Une vision des choses qui fait évidemment écho à la situation politique en France. Elle reconnaît ne pas suivre de près la situation politique tout en se disant surprise : « Ça me paraît bizarre, toutes ces idées sur les étrangers, qu’autant de Français pensent ça, alors que depuis que je suis ici, je ressens une ouverture, un accueil, je n’ai pas du tout l’impression d’être rejetée. » Oleksandra ne comprend pas, surtout parce qu’elle a ressenti cet attachement inexplicable et soudain à son pays d’accueil. « Je suis rentrée en Bulgarie pour revoir mes parents une fois, et au bout de trois jours la France me manquait déjà. »

« J’ai toujours peur qu’on me juge »

La décision d’être un jour naturalisée, Lai Yan Ho l’a déjà mûrement réfléchie. Cette Hong-Kongaise de 40 ans, qui reçoit dans la moiteur de son petit studio de Lingolsheim où elle vit avec son mari Kevin, prévoit de déposer sa demande d’ici un an :

« Je suis venue une première fois en France en 2017. Je suis repartie car je ne trouvais pas de travail et je suis de retour depuis 2020. Je crois que ça montre que je suis vraiment décidée à faire ma vie ici, non ? Le seul problème, c’est que malgré mes efforts, je n’ai toujours pas trouvé de travail stable.”

→ Consigne donnée 1: Selon le texte affiché, depuis quelle année Lai Yan Ho est-elle de retour en France ?
→ Consigne donnée 2: Traduisez en anglais la phrase suivante du texte affiché : « Je suis rentrée en Bulgarie pour revoir mes parents une fois, et au bout de trois jours la France me manquait déjà. »
→ Consigne donnée 3: Rédigez la suite du texte sur les témoignages d'étrangers installés en France, à partir de sa dernière phrase.

→ Matériel fourni:
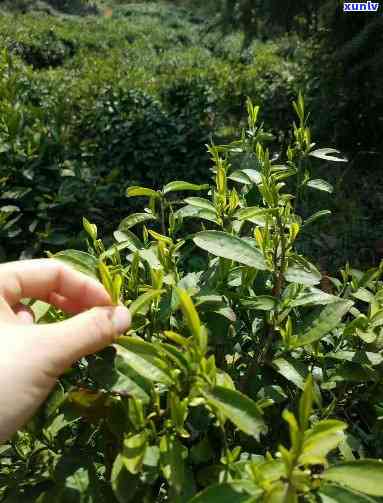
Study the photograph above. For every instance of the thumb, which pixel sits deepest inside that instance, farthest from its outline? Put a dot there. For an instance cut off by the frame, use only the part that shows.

→ Réponse attendue 1: Depuis 2020.

→ Réponse attendue 2: I went back to Bulgaria once to see my parents, and after three days I was already missing France.

→ Réponse attendue 3:
Elle le dit avec le sourire, avec un souci constant de ne pas susciter de pitié chez son interlocuteur. D’autres vivent des choses bien pires, alors elle n’irait pas se plaindre. Lai Yan Ho avait un travail de réceptionniste dans un hôtel mais « j’ai été agressée sexuellement par un client, et j’ai trouvé que le patron ne m’avait pas écoutée quand je m’en suis plainte ». Alors elle est partie et cherche du travail depuis.

Le problème, selon Lai Yan Ho, c’est sa maîtrise du français qu’elle juge encore « trop hésitant » :

« J’ai toujours peur qu’on me juge alors je ne parle pas beaucoup. Je ne réseaute pas comme il le faudrait… Je ne suis pas douée pour ça. »

« J’ai fait une croix sur ma vie à Hong Kong »

La native d’Hong-Kong était une vidéaste confirmée au moment où elle rencontre Kevin, ce Français “back-packer” pour qui elle a immédiatement un coup de cœur. Kevin s’essaiera à l’immigration en s’installant à Hong-Kong mais le couple opte finalement pour la France. « Lui ne pouvait pas supporter tout le stress de la ville, et moi, disons que ça ne se passait très bien non plus. Alors on a décidé de tenter notre chance chez lui.”

Pour Lai Yan Ho, il y a une méprise dans le débat public sur la place de l’immigration :

« Les gens confondent peut-être les immigrés avec les expatriés, qui s’installent quelque part en sachant que si ça se passe mal, ils peuvent rentrer, ou qui rentrent chez eux tous les six mois. Mais moi, j’ai fait une croix sur ma vie à Hong Kong et si je devais quitter la France je ne saurais pas où aller. Quand on est immigrée, c’est qu’on s’est décidé à reconstruire sa vie dans un endroit, donc à y travailler, à y fonder une famille.”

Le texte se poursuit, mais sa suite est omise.